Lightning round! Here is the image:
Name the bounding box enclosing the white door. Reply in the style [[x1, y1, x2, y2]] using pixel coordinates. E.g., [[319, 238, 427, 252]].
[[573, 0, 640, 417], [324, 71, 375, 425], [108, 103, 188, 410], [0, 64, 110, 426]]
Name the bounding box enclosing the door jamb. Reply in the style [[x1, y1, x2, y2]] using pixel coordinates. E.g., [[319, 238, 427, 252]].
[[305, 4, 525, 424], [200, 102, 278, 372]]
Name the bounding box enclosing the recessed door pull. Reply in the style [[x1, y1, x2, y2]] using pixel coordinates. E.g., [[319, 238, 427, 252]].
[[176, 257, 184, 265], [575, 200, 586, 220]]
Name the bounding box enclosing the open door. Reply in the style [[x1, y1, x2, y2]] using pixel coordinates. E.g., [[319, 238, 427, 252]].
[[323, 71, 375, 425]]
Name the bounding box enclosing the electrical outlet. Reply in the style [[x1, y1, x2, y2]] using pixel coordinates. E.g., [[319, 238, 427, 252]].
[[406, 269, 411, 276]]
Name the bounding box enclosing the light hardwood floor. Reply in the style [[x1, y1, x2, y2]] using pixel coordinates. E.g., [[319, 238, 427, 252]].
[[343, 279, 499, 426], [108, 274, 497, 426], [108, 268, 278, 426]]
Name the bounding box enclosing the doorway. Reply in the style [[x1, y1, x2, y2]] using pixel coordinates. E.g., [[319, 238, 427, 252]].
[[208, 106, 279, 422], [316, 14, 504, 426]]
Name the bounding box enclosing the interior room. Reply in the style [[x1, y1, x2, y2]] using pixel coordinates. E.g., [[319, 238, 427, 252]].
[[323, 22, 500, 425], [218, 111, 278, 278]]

◇ ◇ ◇ ◇

**WHAT YOU NEED TO DO**
Retype all the material exactly as shown.

**RESPONSE TO THIS EXERCISE**
Lightning round! Here is the image:
Name the bounding box enclosing the white door. Reply in the style [[x1, y1, x2, y2]] using pixel coordinates. E.g., [[319, 238, 427, 252]].
[[573, 0, 640, 417], [324, 71, 375, 425], [108, 103, 188, 410], [0, 64, 110, 426]]
Name the bounding box enclosing the door jamb. Reply in the style [[x1, y1, x2, y2]] using pixel coordinates. E.g., [[319, 238, 427, 252]].
[[305, 4, 525, 424], [200, 102, 278, 372]]
Name the bounding box enclosing the recessed door pull. Reply in the style [[x1, y1, x2, y2]] using pixel coordinates. E.g., [[319, 238, 427, 252]].
[[176, 257, 184, 265], [575, 200, 586, 220]]
Name the bounding box enclosing the open door. Reply in the style [[x1, y1, x2, y2]] using pixel coordinates. E.g., [[319, 238, 427, 252]].
[[323, 71, 375, 425]]
Name the bounding box enclosing the electrical outlet. Reply in the style [[x1, y1, x2, y2]] using pixel coordinates. E.g., [[319, 238, 427, 252]].
[[406, 269, 411, 276]]
Name the bounding box enclosing the light hardwood floor. Reply in the style [[x1, y1, x2, y2]] using pixel coordinates. E.g., [[319, 238, 427, 252]].
[[343, 279, 499, 426], [108, 274, 497, 426], [108, 268, 278, 426]]
Name the bounding box enclosing the doorway. Reply in the style [[x1, y1, x2, y2]] using pixel coordinates. E.g., [[319, 238, 427, 252]].
[[208, 106, 279, 422], [316, 14, 504, 426]]
Name the bounding box enclosing the interior room. Reply in the style [[x1, y1, x2, y2]] using pixel coordinates. E.g., [[319, 238, 427, 252]].
[[323, 22, 500, 425], [218, 111, 278, 278]]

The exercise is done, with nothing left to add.